▶ _Source material_:
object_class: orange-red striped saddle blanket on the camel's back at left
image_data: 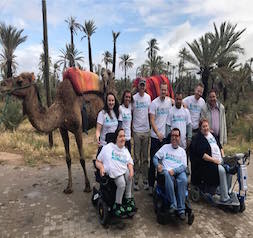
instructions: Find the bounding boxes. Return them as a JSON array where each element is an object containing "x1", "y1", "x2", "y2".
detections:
[{"x1": 63, "y1": 67, "x2": 100, "y2": 94}]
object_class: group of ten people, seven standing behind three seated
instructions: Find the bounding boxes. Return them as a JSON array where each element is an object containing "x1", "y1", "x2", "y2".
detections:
[{"x1": 96, "y1": 79, "x2": 230, "y2": 220}]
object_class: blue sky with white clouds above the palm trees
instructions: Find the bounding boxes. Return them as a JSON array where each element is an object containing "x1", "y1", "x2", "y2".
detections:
[{"x1": 0, "y1": 0, "x2": 253, "y2": 78}]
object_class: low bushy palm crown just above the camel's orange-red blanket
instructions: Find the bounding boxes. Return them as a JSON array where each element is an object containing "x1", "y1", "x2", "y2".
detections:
[{"x1": 56, "y1": 44, "x2": 84, "y2": 71}]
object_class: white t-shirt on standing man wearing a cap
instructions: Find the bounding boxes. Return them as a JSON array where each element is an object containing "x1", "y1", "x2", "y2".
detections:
[{"x1": 132, "y1": 93, "x2": 151, "y2": 132}]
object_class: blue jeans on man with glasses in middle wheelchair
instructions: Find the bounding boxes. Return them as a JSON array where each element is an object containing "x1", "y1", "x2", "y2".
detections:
[{"x1": 162, "y1": 170, "x2": 187, "y2": 214}]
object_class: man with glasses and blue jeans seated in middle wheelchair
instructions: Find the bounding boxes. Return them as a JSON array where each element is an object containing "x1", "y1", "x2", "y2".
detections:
[{"x1": 153, "y1": 128, "x2": 187, "y2": 220}]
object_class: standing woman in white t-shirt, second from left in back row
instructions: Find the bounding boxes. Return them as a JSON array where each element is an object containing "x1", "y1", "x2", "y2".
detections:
[{"x1": 119, "y1": 90, "x2": 133, "y2": 154}]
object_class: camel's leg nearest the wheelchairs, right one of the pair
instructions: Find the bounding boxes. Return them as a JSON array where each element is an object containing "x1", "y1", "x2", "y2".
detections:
[{"x1": 75, "y1": 128, "x2": 91, "y2": 192}]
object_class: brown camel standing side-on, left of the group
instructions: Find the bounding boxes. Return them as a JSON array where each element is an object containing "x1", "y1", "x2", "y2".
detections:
[{"x1": 0, "y1": 70, "x2": 114, "y2": 194}]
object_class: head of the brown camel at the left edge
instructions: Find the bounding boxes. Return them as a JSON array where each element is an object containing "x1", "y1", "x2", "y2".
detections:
[{"x1": 0, "y1": 73, "x2": 35, "y2": 98}]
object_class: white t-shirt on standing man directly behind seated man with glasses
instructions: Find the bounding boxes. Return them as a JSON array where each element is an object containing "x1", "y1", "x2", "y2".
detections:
[{"x1": 166, "y1": 106, "x2": 192, "y2": 149}]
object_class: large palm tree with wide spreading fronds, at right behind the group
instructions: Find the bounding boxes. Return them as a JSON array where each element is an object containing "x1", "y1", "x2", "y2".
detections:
[{"x1": 183, "y1": 22, "x2": 245, "y2": 99}]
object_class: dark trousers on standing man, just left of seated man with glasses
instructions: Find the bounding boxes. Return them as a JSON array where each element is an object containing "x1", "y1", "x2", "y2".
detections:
[{"x1": 148, "y1": 137, "x2": 166, "y2": 187}]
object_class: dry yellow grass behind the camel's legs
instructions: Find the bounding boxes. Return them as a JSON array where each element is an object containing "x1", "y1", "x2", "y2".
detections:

▶ _Requirement_: Print the whole listing exactly. No pictures belong in the copy.

▶ _Reply_:
object_class: orange-red striped saddle blanket on the camel's back at left
image_data: 
instructions: Find the bounding boxes. Return them as a JSON array where each element is an object containing "x1", "y1", "x2", "y2".
detections:
[{"x1": 63, "y1": 67, "x2": 100, "y2": 94}]
object_class: group of ten people, seven standing behind three seated
instructions: Find the bounding boxes. Return them as a JSON array where each element is an object containing "x1", "y1", "x2", "y2".
detections:
[{"x1": 96, "y1": 79, "x2": 230, "y2": 220}]
object_class: blue sky with white clouds above the palm trees
instructions: Find the bounding boxes. Return them as a JSON array where each element is an object containing "x1", "y1", "x2", "y2".
detections:
[{"x1": 0, "y1": 0, "x2": 253, "y2": 78}]
object_class: low bushy palm crown just above the camel's orange-red blanket
instructions: Find the bounding boxes. Return them as a JSON array where each element is an object containing "x1", "y1", "x2", "y2".
detections:
[{"x1": 56, "y1": 44, "x2": 84, "y2": 71}]
object_class: white t-shirt on standing man wearing a cap
instructions: Find the bounding boxes. Return them as a JSON array where each element is an object containing "x1", "y1", "x2", "y2".
detections:
[{"x1": 132, "y1": 93, "x2": 151, "y2": 132}]
object_class: blue jeans on man with glasses in middle wheelchair
instructions: Find the bounding boxes. Return them as a JSON array where each element is an object containing "x1", "y1", "x2", "y2".
detections:
[{"x1": 162, "y1": 170, "x2": 187, "y2": 214}]
object_class: man with glasses and blue jeans seated in middle wheelchair
instructions: Find the bounding boxes. Return them as a JSON array where each element is an object containing "x1", "y1", "x2", "y2".
detections:
[{"x1": 153, "y1": 128, "x2": 187, "y2": 220}]
object_class: standing woman in white t-shirt, second from left in back row
instructions: Find the bounding boxes. Return them as a JSON array where each element is an object containing "x1", "y1", "x2", "y2".
detections:
[{"x1": 119, "y1": 90, "x2": 133, "y2": 154}]
object_class: camel's leg nearest the wheelchairs, right one of the pair
instructions: Find the bounding boxes. Return them as a JSON array where each element is an object containing "x1", "y1", "x2", "y2".
detections:
[{"x1": 75, "y1": 128, "x2": 91, "y2": 192}]
object_class: brown camel standing side-on, left of the group
instructions: Find the bounding boxes. Return them as a JSON array where each element is an object containing "x1", "y1", "x2", "y2".
detections:
[{"x1": 0, "y1": 70, "x2": 114, "y2": 194}]
object_class: head of the brown camel at the left edge
instructions: Find the bounding boxes. Return them as a JSON array where each element is an object containing "x1", "y1", "x2", "y2".
detections:
[{"x1": 0, "y1": 73, "x2": 35, "y2": 98}]
object_class: white t-shirt on standing man directly behind seated man with glasses
instructions: Find the bounding boxes. Return them as a JSON array where each element is an object containing "x1", "y1", "x2", "y2".
detections:
[{"x1": 166, "y1": 106, "x2": 192, "y2": 149}]
object_class: large palm tree with wide spreading fronds, at right behind the group
instructions: Find the bounding boxes. Return them as a JSON array where each element is an object containing "x1", "y1", "x2", "y2".
detections:
[{"x1": 183, "y1": 22, "x2": 245, "y2": 99}]
object_class: dark trousers on standing man, just left of seated man with glasses
instructions: Find the bounding boxes. Return them as a JSON array where each element is an object containing "x1", "y1", "x2", "y2".
detections:
[{"x1": 148, "y1": 137, "x2": 166, "y2": 187}]
object_class: dry yellow grass behind the camel's legs
instructions: Find the bounding boxes. Return them as a JSON array where each element is an object containing "x1", "y1", "x2", "y2".
detections:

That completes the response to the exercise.